§ **Available data**
↓↓↓

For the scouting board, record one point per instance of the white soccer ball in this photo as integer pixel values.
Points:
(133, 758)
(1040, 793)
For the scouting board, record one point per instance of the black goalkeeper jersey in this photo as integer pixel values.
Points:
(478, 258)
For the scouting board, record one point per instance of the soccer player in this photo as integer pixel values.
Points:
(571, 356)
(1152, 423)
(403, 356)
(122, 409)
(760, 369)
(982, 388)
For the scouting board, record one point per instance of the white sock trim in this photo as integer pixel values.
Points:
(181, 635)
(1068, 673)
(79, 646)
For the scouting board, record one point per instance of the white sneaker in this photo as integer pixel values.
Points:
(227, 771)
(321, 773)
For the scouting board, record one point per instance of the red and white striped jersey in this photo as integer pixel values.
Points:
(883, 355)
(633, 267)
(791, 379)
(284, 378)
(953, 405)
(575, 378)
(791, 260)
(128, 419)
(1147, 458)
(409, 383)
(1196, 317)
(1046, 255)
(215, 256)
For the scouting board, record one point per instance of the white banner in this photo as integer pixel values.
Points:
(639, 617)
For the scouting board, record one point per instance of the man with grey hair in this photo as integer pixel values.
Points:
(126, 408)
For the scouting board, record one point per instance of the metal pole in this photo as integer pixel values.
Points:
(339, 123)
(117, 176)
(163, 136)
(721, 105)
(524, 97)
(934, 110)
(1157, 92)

↑↑↑
↓↓↓

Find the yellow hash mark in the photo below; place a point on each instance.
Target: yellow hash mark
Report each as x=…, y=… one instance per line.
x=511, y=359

↑↑↑
↓↓↓

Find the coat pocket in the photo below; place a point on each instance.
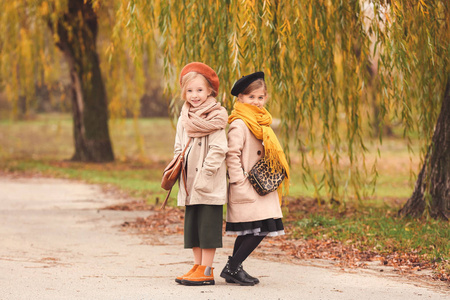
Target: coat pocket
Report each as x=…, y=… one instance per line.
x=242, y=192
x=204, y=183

↑↑↑

§ **Exercise**
Please work out how many lines in the records hold the string "board", and give only the number.

§ **Answer box**
9